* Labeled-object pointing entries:
* * * * * * *

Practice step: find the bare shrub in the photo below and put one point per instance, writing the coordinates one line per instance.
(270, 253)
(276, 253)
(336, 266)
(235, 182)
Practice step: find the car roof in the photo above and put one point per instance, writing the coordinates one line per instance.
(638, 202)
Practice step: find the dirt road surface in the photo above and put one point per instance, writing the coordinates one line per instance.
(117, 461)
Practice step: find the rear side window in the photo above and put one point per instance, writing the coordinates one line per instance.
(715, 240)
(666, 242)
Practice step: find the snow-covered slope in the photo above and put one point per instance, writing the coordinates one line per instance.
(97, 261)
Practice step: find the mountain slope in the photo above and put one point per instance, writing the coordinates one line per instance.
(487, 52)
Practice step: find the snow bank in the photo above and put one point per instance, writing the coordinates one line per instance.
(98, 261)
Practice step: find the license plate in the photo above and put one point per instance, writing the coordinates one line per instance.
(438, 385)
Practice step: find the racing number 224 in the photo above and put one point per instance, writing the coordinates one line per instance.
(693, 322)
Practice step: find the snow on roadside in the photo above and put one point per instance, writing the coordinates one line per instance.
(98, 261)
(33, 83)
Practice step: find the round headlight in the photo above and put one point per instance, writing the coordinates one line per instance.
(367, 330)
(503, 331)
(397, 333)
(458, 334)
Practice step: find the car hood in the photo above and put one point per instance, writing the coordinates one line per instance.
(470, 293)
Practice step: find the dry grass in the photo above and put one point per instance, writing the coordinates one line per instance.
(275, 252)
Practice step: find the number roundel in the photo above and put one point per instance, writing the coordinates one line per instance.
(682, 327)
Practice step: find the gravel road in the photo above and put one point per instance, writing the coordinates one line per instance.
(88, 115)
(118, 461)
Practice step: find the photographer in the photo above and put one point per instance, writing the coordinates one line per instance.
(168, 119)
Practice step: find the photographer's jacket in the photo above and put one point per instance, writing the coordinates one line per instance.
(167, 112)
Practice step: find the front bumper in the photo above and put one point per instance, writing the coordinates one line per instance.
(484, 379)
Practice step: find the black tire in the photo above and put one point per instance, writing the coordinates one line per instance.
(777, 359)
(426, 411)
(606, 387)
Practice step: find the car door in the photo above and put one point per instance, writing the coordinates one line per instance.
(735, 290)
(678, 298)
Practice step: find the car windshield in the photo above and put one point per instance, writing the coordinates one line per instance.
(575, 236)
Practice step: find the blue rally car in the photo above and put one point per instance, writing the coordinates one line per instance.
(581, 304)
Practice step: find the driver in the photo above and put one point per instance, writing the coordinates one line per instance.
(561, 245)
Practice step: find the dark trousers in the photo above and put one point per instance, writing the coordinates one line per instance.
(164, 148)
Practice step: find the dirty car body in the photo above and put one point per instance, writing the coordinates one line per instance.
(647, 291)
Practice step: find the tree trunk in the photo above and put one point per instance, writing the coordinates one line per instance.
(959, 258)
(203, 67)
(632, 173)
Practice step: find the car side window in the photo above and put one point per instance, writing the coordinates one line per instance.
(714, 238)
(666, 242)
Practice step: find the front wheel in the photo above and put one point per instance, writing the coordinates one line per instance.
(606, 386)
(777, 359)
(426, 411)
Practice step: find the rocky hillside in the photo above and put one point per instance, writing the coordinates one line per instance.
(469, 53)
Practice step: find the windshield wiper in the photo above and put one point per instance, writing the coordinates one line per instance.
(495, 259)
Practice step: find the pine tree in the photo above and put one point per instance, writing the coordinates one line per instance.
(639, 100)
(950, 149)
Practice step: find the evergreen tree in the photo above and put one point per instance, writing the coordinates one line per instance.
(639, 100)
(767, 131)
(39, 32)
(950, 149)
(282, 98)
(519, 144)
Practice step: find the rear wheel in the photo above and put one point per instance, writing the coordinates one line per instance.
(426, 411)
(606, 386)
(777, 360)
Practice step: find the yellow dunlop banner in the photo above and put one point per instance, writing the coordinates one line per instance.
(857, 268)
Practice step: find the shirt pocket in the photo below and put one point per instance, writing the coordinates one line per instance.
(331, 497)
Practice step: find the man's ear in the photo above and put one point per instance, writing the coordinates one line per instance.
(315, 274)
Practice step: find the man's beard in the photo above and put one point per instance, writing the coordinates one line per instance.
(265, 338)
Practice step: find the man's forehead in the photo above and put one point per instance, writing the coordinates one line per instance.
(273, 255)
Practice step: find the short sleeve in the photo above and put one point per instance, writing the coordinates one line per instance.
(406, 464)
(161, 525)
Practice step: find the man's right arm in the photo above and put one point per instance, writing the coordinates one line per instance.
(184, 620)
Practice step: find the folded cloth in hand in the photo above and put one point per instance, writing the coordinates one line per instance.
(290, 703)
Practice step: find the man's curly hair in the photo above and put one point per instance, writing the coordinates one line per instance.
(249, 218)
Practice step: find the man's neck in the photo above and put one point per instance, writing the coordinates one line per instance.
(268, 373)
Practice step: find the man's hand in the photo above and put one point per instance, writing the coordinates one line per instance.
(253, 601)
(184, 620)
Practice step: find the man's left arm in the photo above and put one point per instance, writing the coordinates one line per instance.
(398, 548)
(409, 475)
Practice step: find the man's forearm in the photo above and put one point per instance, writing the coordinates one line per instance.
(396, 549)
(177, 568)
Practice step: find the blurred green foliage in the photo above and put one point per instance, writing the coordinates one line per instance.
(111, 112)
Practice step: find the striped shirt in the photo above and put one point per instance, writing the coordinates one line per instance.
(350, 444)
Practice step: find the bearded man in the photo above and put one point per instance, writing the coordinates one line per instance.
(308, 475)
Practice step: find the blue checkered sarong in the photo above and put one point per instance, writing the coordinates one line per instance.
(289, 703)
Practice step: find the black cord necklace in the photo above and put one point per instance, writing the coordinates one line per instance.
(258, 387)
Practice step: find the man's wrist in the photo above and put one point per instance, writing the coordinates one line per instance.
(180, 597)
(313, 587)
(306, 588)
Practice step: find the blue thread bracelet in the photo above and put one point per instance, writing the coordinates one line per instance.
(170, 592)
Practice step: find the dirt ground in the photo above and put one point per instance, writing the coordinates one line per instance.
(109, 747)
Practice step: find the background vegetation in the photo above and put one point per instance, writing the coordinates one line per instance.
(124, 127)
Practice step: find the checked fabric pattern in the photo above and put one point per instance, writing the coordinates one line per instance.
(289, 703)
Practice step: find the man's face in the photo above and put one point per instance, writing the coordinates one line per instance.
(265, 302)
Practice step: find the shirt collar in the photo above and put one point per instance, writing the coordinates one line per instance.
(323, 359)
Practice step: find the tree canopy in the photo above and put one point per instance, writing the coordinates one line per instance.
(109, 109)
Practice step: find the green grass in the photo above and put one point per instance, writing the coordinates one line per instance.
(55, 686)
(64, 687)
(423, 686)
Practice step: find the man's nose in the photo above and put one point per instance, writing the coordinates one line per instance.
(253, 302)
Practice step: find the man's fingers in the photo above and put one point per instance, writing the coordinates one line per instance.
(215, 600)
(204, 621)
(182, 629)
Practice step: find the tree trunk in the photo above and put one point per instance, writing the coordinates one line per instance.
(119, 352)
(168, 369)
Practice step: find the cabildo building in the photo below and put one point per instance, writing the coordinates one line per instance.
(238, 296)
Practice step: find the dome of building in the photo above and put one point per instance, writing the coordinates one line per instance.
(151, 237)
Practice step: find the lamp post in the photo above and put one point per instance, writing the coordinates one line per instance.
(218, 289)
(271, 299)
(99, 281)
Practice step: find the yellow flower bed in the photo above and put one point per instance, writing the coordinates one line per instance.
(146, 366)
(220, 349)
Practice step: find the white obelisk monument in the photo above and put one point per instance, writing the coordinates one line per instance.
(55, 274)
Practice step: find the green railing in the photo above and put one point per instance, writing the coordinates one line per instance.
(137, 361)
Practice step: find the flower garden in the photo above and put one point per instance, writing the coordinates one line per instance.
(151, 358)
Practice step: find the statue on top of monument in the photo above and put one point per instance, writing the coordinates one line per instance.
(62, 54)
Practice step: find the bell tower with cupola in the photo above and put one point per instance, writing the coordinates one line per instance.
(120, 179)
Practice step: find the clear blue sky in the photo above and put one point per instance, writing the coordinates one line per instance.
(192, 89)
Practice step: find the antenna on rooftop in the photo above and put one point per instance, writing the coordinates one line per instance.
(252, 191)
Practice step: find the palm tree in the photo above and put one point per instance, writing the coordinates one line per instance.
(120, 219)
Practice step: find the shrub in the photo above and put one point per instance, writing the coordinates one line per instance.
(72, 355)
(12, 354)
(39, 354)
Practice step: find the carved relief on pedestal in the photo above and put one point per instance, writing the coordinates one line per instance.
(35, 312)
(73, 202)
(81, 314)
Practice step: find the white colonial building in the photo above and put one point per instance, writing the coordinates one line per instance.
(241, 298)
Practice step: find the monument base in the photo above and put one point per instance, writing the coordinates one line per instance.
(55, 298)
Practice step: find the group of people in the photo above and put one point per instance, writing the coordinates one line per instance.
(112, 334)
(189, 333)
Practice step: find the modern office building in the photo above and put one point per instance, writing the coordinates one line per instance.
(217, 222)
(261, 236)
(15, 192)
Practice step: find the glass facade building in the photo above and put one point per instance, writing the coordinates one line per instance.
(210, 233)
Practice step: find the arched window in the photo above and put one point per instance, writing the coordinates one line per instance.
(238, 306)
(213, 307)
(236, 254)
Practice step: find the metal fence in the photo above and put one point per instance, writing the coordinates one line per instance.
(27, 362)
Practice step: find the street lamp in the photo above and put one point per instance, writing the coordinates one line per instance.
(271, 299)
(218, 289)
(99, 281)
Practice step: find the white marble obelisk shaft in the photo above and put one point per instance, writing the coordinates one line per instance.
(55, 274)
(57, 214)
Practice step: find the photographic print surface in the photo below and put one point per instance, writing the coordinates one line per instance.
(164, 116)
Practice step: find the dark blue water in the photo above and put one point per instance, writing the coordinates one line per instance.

* * * * * * *

* To be done: Give back exactly the lines from the line holding "Practice step: find the group" through the last line of the listing, including both.

* Output of the task:
Practice step: find the group of people in the photo above and put one point per instance, writing the coordinates one line per instance.
(112, 334)
(189, 333)
Practice step: find the modern office building in the photo above and put one point per instance, writing the coordinates one line per instance.
(217, 222)
(261, 236)
(15, 192)
Practice step: find the glass facade building in the photo above and put one point per instance, writing the coordinates one line per instance.
(210, 233)
Practice step: find the arched window in the photo above and put one point per instance, writing the coordinates one line per instance.
(238, 306)
(213, 307)
(236, 254)
Practice step: find the metal fence in the photo above and put one point per instance, writing the coordinates one line per instance.
(27, 362)
Practice step: find the street lamp in the photo above and put one point per instance, writing the coordinates one line per instance.
(271, 299)
(218, 289)
(99, 281)
Practice step: find the white marble obelisk shaft in the photo above and put one point per instance, writing the coordinates one line per instance.
(55, 274)
(57, 214)
Practice step: find the photographic print surface in the photo below and put one point per instance, writing the coordinates one line per instance.
(164, 116)
Practice step: find the dark blue water in the photo above and put one point per instance, writing the coordinates one line per instance.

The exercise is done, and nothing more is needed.